_Work to do_. Write out, character for character, the line containing "target | chain link fence" and all lines after it up to the end of the listing.

Saved data entries
::::::

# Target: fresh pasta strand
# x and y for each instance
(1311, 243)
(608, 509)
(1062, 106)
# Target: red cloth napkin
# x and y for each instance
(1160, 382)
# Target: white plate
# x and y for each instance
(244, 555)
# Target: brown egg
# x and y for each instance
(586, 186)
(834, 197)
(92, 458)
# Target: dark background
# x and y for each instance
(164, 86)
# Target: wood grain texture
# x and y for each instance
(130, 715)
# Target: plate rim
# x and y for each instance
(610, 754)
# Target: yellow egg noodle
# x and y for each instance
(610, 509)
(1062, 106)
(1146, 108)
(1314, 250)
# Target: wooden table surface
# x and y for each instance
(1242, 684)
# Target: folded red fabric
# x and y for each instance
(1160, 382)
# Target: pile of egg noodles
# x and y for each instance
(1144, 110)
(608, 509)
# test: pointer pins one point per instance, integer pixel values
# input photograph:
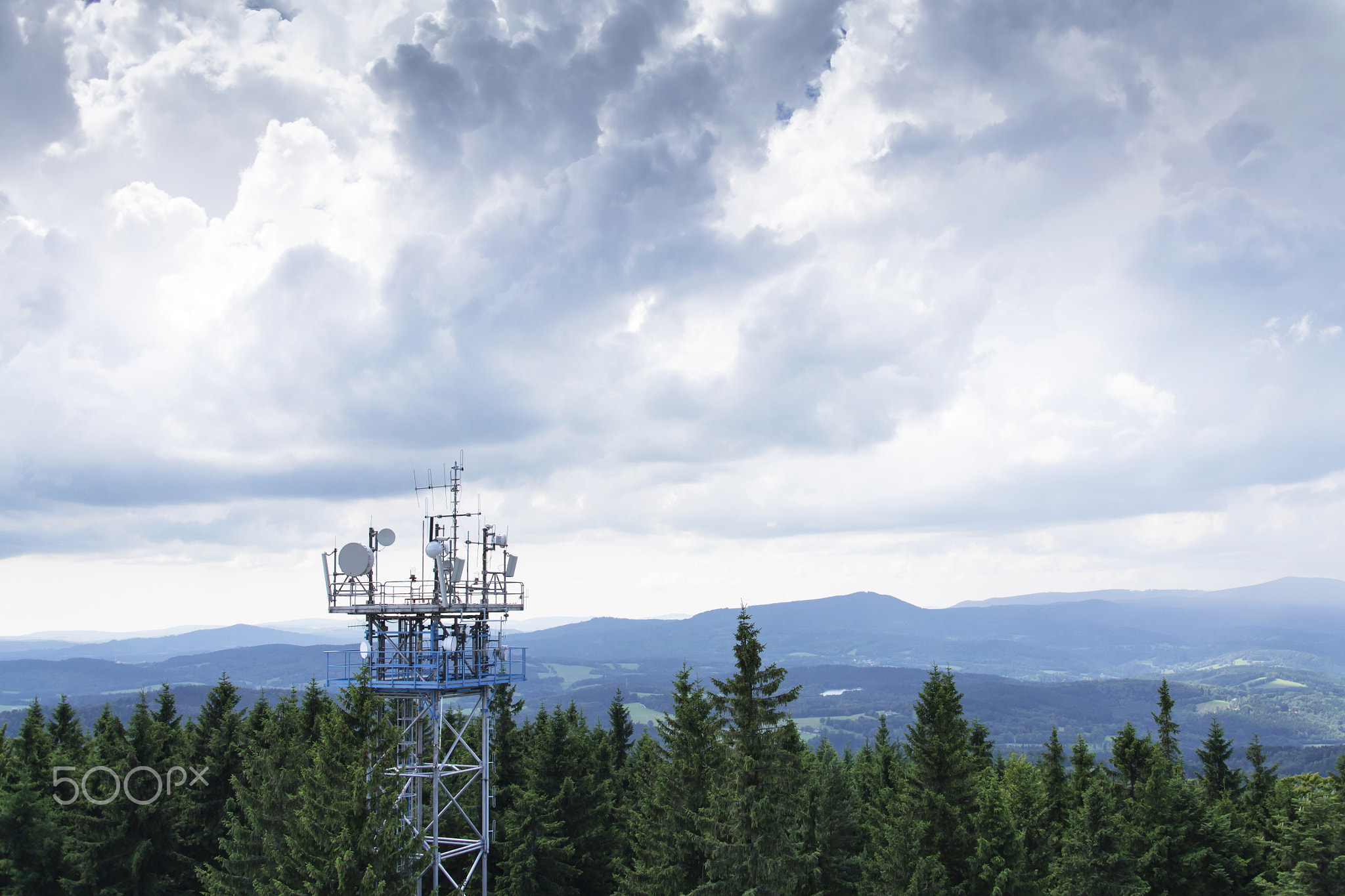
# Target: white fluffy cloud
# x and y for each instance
(766, 299)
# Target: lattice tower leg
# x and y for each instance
(445, 790)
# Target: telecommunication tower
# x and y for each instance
(427, 641)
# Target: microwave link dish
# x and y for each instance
(354, 559)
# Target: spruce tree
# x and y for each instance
(1000, 864)
(347, 836)
(540, 855)
(1132, 758)
(1083, 770)
(33, 843)
(317, 703)
(667, 853)
(255, 859)
(1026, 798)
(619, 733)
(215, 748)
(69, 740)
(753, 822)
(942, 779)
(1262, 784)
(1051, 766)
(1168, 729)
(831, 830)
(505, 753)
(1308, 857)
(1220, 781)
(1094, 860)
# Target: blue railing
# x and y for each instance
(404, 671)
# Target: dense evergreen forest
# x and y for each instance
(728, 798)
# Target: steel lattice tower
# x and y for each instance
(433, 649)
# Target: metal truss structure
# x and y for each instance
(432, 648)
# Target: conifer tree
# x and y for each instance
(1262, 784)
(254, 855)
(347, 837)
(540, 855)
(505, 753)
(33, 848)
(1026, 800)
(1083, 770)
(1051, 766)
(942, 777)
(1220, 781)
(1132, 757)
(619, 733)
(215, 748)
(317, 703)
(752, 825)
(68, 736)
(131, 842)
(831, 832)
(1094, 860)
(1168, 729)
(998, 864)
(667, 853)
(1309, 855)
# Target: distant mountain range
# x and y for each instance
(1270, 658)
(150, 649)
(1290, 622)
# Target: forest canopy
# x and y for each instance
(724, 797)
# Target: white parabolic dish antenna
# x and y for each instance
(354, 559)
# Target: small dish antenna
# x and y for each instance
(354, 559)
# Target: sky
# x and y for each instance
(721, 301)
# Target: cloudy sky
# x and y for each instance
(722, 300)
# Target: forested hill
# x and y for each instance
(728, 798)
(1051, 641)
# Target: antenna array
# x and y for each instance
(431, 649)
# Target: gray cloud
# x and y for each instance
(990, 265)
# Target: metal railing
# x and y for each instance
(355, 594)
(393, 670)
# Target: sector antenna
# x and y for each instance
(433, 649)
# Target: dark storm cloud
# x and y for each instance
(635, 241)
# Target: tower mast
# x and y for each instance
(435, 651)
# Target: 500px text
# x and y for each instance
(81, 786)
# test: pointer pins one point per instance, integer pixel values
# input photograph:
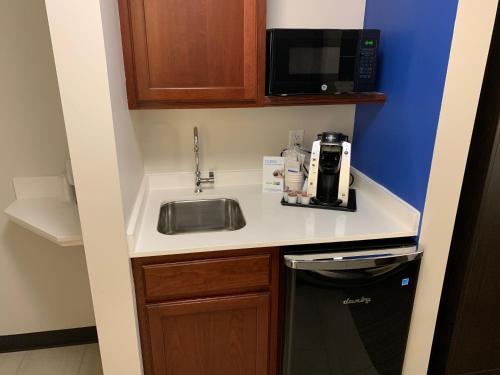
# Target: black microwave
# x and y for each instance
(326, 61)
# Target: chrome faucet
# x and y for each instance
(198, 179)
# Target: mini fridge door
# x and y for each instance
(348, 314)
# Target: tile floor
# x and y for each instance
(69, 360)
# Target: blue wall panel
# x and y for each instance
(393, 143)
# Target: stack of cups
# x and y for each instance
(294, 177)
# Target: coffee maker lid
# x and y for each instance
(333, 138)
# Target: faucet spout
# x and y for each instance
(198, 179)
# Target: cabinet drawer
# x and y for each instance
(206, 277)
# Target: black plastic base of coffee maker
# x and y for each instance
(351, 205)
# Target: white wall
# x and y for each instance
(467, 62)
(86, 39)
(315, 14)
(238, 138)
(42, 286)
(230, 139)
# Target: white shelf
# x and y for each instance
(44, 207)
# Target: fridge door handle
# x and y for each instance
(353, 260)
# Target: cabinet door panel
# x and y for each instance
(196, 50)
(211, 336)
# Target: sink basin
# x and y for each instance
(204, 215)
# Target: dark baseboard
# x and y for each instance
(49, 339)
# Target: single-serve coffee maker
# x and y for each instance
(330, 169)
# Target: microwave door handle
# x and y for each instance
(351, 262)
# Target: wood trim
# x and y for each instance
(275, 101)
(350, 98)
(48, 339)
(261, 50)
(128, 53)
(206, 277)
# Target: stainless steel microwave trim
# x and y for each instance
(352, 260)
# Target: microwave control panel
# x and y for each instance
(366, 69)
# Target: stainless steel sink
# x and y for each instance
(204, 215)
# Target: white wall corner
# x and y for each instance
(85, 40)
(461, 94)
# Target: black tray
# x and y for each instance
(351, 207)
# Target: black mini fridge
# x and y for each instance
(348, 307)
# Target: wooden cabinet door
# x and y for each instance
(179, 51)
(216, 336)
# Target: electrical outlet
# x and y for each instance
(296, 137)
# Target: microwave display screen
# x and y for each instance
(314, 60)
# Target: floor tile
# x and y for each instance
(91, 362)
(55, 361)
(10, 362)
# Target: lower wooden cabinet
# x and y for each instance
(215, 336)
(228, 326)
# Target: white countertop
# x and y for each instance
(45, 206)
(380, 214)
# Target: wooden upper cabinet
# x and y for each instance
(193, 52)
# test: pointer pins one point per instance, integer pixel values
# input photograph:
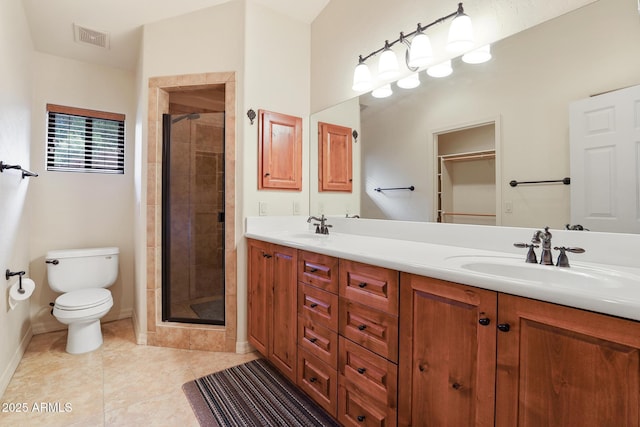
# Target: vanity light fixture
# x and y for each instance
(419, 52)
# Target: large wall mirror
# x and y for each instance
(524, 93)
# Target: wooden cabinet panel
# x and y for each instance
(283, 307)
(559, 366)
(372, 329)
(335, 168)
(319, 341)
(318, 380)
(272, 299)
(259, 289)
(447, 355)
(279, 151)
(321, 271)
(376, 287)
(318, 305)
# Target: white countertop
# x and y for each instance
(611, 289)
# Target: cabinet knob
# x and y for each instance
(504, 327)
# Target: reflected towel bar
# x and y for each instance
(565, 181)
(25, 173)
(411, 188)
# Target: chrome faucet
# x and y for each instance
(322, 227)
(544, 237)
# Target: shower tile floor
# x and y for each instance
(120, 384)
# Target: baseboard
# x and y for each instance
(243, 347)
(7, 374)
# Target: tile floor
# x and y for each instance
(120, 384)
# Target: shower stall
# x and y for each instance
(193, 237)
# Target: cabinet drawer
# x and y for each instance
(318, 306)
(373, 329)
(319, 341)
(318, 270)
(376, 287)
(357, 410)
(370, 372)
(319, 381)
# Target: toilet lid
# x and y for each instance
(83, 299)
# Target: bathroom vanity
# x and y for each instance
(401, 329)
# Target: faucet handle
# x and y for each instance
(563, 260)
(531, 254)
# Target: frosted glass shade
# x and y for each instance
(420, 53)
(388, 65)
(362, 81)
(442, 69)
(382, 92)
(409, 82)
(460, 34)
(478, 56)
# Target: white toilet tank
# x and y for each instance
(73, 269)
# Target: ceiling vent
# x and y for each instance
(93, 37)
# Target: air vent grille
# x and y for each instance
(93, 37)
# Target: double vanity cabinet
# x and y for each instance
(379, 347)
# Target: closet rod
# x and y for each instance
(565, 181)
(25, 173)
(410, 188)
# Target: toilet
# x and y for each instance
(82, 276)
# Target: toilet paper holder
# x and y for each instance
(10, 273)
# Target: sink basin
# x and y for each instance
(578, 277)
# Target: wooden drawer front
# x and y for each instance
(372, 329)
(318, 270)
(318, 306)
(318, 380)
(356, 409)
(319, 341)
(372, 286)
(369, 372)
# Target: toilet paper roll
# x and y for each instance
(28, 286)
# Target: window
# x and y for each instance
(80, 140)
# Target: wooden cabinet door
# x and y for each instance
(259, 290)
(559, 366)
(335, 168)
(283, 310)
(280, 151)
(447, 354)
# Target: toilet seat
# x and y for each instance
(83, 299)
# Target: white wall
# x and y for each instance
(79, 210)
(346, 29)
(15, 137)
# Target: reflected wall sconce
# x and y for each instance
(419, 54)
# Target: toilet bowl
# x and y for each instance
(83, 276)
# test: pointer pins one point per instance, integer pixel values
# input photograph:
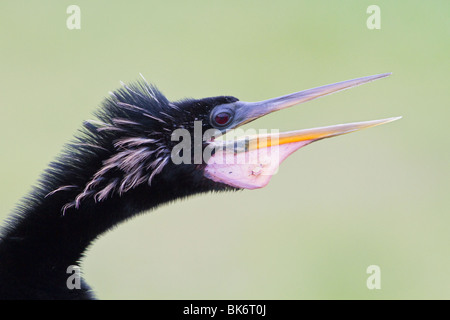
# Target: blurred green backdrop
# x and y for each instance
(380, 196)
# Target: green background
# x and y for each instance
(376, 197)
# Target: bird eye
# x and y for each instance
(222, 118)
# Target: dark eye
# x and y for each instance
(222, 118)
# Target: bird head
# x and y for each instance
(143, 139)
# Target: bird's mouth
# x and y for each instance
(251, 161)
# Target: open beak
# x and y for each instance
(251, 161)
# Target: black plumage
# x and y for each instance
(123, 164)
(75, 201)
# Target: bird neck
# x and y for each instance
(42, 241)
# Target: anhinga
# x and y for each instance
(122, 165)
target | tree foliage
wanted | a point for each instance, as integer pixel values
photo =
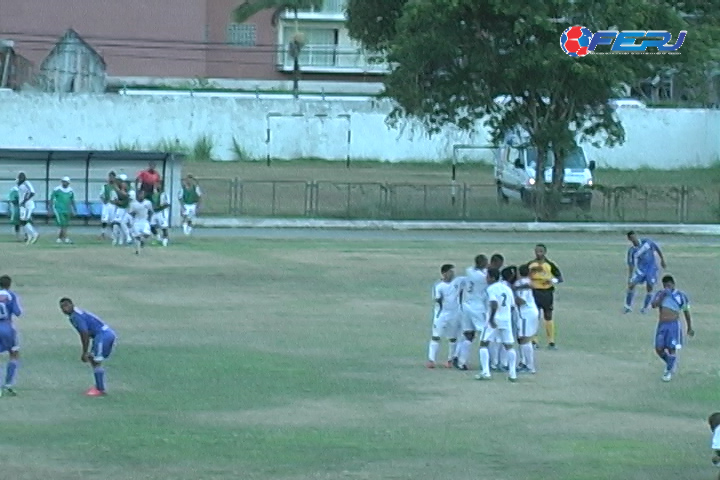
(453, 58)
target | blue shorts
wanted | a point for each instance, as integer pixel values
(8, 337)
(102, 345)
(668, 335)
(648, 278)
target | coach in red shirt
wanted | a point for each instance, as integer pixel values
(147, 179)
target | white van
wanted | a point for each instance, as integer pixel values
(515, 173)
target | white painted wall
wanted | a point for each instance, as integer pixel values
(660, 138)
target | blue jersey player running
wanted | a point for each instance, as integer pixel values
(9, 307)
(90, 327)
(642, 268)
(668, 335)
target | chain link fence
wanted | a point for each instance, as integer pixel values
(472, 202)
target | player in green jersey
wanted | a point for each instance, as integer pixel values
(190, 196)
(62, 200)
(14, 210)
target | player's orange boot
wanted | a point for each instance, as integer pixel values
(94, 392)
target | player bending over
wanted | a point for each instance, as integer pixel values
(527, 319)
(668, 335)
(499, 325)
(190, 196)
(160, 202)
(62, 202)
(642, 268)
(9, 307)
(26, 193)
(474, 308)
(141, 211)
(90, 327)
(107, 216)
(446, 318)
(121, 200)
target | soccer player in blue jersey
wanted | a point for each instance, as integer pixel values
(668, 335)
(642, 268)
(90, 327)
(9, 307)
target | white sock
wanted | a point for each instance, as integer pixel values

::::::

_Solved exercise_.
target | chain link fence
wanted | a point for each instance, as integer pixel values
(472, 202)
target | player in green jersey
wanted | a point for each instance, as integer pixel values
(190, 196)
(62, 200)
(14, 210)
target | player's orange boot
wanted | a point for each instance, as integer pixel values
(94, 392)
target | player bending over
wanted | a point for each instance, as integer pixel values
(527, 319)
(668, 335)
(499, 325)
(190, 196)
(160, 202)
(62, 202)
(642, 268)
(9, 307)
(26, 193)
(474, 308)
(141, 211)
(90, 327)
(107, 216)
(446, 318)
(121, 200)
target | soccer player in blue jersey
wanted | a point for each instance, as integer pixel values
(668, 335)
(642, 268)
(90, 327)
(9, 307)
target | white sock
wanted | a point for each instance, as integer pixel values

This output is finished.